Skip to Main Content
  • Questions
  • Daily Big Amount of data deleteion on partitioned table, but not by partition key

Breadcrumb

May 4th

Question and Answer

Connor McDonald

Thanks for the question, Yosi.

Asked: May 08, 2017 - 4:17 pm UTC

Last updated: May 09, 2017 - 9:22 am UTC

Version: 11.2.0.3

Viewed 1000+ times

You Asked

Hi Tom,
First, Thanks for the great effort answering everyone questions.

lately im struggeling in deleting data in our system(OLTP).

The tables we need to delete are all partitioned by start_Time(which mostly being used by every query in the system).
The problem is that a specific customer want to delete(and only delete) the old data using db_insertion_time column + other search properties(event_type for example).
Also there is an option to preserve spefic records with preserve_indication in each event record(lets say 1k per day).
one more thing is that the DB TZ is configured as UTC. Customer want deletion to be done with Local Time (UTC-2) timings

events rate entering the system = 1M per day.
events retention time=30 Days.

tables participated in deletion:
1. t_event(partitioned by start_time) - pk(event_id + start_time) + global index(event_id) -needed for OGG bidirectional replication(by event_id).
2. t_event_not_partitioned pk(event_id + start_time) - smaller table(subcopy of t_event - not all columns exist)
alot of indexes for any possible search which does not include start_time in the system including the db_insertion_time index.

and alot of satelite tables(partitioned by start_time) for events - PK(event_id+start_time+XXXX#_id) - .
most tables have 2-5 records per event.
1 has 10 records per event.
1 has 20 records per event.

3. t_event_XXXX1
4. t_event_XXXX2
5. t_event_XXXX3
6. t_event_XXXX4
t. t_event_...
-------------------

before the deletion process we create a result_set which contains all the events that need to be deleted(94% of the events are in the same partition, 5% in the yesterday partition(UTC issue) and few are in other partitions)

our first approch was:
1. Creating the resultset(id=1).

_Data rows_.
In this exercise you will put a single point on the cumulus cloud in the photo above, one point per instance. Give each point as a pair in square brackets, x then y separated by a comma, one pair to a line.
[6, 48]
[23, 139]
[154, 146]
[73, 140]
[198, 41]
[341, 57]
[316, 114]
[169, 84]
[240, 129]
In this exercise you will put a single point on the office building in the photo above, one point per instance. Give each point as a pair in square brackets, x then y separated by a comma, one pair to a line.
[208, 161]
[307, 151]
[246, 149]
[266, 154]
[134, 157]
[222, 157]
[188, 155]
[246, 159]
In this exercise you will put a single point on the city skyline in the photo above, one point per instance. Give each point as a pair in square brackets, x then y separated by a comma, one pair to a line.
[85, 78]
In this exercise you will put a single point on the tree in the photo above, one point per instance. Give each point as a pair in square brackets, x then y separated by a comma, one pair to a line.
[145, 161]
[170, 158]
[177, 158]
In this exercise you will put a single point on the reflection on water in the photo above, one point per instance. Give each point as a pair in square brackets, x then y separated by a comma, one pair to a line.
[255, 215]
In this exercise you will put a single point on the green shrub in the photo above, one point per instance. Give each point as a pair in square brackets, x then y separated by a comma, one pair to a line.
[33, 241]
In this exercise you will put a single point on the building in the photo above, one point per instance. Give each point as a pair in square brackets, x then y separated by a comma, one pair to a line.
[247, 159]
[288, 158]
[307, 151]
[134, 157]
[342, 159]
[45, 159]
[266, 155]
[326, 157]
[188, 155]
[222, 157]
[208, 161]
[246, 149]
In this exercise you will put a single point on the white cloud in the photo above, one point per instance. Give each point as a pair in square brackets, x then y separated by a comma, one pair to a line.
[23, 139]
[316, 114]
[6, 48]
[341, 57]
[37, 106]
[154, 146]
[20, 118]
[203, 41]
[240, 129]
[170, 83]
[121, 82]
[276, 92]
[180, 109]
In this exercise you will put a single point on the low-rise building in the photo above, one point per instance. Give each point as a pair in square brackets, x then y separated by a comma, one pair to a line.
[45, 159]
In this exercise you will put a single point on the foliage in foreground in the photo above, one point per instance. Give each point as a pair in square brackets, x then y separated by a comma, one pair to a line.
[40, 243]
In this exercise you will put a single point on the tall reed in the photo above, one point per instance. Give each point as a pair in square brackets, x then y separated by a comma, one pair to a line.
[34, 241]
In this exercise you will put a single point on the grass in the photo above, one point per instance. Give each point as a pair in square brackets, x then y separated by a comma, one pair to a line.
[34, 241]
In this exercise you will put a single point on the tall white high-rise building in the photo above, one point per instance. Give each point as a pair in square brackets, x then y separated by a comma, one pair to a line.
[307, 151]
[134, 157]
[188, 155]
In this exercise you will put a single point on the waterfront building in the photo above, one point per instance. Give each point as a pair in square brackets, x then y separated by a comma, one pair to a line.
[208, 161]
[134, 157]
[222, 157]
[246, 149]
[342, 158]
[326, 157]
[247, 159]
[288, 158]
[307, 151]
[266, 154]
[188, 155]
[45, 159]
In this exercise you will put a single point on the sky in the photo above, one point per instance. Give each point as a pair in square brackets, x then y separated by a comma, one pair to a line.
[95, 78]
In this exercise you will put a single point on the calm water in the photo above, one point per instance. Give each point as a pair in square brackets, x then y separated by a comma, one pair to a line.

_Task goal_. Copy the passage in the forum thread above on daily deletion from partitioned tables, from "tables participated in" up to and including "bidirectional replication(by event_id).".

_Reply to the exercise_.
tables participated in deletion:
1. t_event(partitioned by start_time) - pk(event_id + start_time) + global index(event_id) -needed for OGG bidirectional replication(by event_id).